INSTRUÇÕES DA TAREFA »
Dê seguimento ao texto sobre Jeff e o álbum «Grace», começando logo a seguir à última frase apresentada.

TEXTO FORNECIDO »
------------

A primeira vez que ouvi o Jeff foi em Setembro de 1996. Um amigo meu emprestou-me o “Live at Sin-é” e fiquei completamente agarrado à voz, à guitarra, à intensidade das canções. Nunca tinha ouvido ninguém entregar-se assim a uma música, com tanta abrangência de emoções. Sempre que ouço a versão do “The way young lovers do”, um original de Van Morrison, tenho arrepios a meio daquele scat impetuoso a trepar oitavas sem hesitações, a voz a atingir um domínio inacessível à maioria dos mortais. Mas para além disso, o Jeff era um compositor fabuloso e um excelente executante, acreditem em mim, eu sei muito bem a dificuldade que eu tive para aprender a tocar as músicas, é preciso esquecer o que já se sabe porque as regras nas canções dele são completamente diferentes.
Depois não tive hipótese senão comprar o “Grace”, a sua obra perfeita e acabada, e incompreensivelmente ignorada, editada em 1994. O álbum abre com “Mojo pin”, uma canção sobre a ausência misturada com uma dose brutal de sensualidade e sofrimento, o desejo por satisfazer, esta versão muito mais elaborada do que a do EP (afinal é uma gravação de estúdio e não uma performance ao vivo), com a banda – Mick Grondahl no baixo, Matt Johnson na bateria, Michael Tighe na guitarra e Gary Lucas o elemento extra mas preponderante nesta gravação. Aliás, é no estúdio que o Jeff tem espaço para dar às suas músicas toda a dimensão que merecem, basta ouvir os pormenores nos coros do “Lover, you should’ve come over”, outra das mais extraordinárias canções que eu já ouvi e que me tem servido de banda sonora vezes demais, mas isso é outro problema…
Mas o álbum não é feito só das músicas dele. Em 10 faixas há 3 versões: “Lilac wine” creditada a um J. Shelton- ainda não sei quem ele é- “Hallellujah” de Leonard Cohen mas com a letra alterada, e uma preciosa versão de Benjamin Britten, “Corpus Christi carol”, todas elas a viver da voz e da guitarra, e também do empenho emocional que só o Jeff conseguia ter.

------------

Entradas do conjunto de dados »

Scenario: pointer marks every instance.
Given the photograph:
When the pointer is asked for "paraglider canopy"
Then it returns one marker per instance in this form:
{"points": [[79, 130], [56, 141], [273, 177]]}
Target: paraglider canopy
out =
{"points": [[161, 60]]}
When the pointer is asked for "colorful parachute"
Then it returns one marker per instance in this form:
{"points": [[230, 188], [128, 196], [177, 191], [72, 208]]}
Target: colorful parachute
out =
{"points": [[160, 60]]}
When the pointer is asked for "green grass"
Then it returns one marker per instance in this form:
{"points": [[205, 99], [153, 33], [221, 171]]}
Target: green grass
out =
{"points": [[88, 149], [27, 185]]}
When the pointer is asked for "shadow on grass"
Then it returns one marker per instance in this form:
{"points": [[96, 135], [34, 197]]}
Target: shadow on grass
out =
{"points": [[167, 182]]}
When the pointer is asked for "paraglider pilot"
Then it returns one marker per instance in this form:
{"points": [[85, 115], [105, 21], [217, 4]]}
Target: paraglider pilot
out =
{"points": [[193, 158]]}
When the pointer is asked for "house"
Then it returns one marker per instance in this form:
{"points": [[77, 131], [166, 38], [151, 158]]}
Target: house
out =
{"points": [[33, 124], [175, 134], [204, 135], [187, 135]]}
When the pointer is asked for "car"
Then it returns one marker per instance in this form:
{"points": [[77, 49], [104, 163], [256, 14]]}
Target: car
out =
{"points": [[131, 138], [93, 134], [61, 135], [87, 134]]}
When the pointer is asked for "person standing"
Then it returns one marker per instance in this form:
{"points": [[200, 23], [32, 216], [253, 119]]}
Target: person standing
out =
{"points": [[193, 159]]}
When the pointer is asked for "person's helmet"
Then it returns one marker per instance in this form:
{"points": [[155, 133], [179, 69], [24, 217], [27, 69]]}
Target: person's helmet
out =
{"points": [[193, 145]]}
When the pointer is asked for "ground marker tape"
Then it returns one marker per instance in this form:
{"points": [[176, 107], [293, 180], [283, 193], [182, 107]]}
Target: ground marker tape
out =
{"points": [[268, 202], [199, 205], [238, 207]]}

------------

RESPOSTA DO EXERCÍCIO »
Muito provavelmente ouvi este álbum pelo menos uma vez por semana desde que o tenho, e houve uma altura em que o ouvia várias vezes ao dia. Parece que nunca me farto.
Só que, quando eu já começava a sonhar na possibilidade de o vir a ver ao vivo, chegou a notícia no fim de Maio de 97 que ele tinha desaparecido no rio Wolf, no Mississipi, depois de ter estado a tocar guitarra com um amigo e a beber. Entrou na água vestido e a cantar Led Zeppelin, estava-se a ver que ia dar asneira… e ao mesmo tempo não me surpreende nada, estava na sua maneira de ser fazer uma coisa dessas. Houve algumas teorias de alguns jornalistas que apontavam para o suicídio, mas acho que são um pouco exageradas. Ele foi apanhado pela ondulação de um barco que passava e teve azar. E é tudo.
Sobravam agora as gravações piratas, os singles, e um vazio enorme no panorama musical. Por todo o lado foram surgindo músicos que assumiam a influência do trabalho dele, houve homenagens sentidas de fãs como eu, anónimos e devotos que se preocuparam em manter a música do Jeff viva mostrando-a a outras pessoas, partilhando-a com quem mais gostam. É isso que eu tenho feito e continuo a fazer aqui mesmo.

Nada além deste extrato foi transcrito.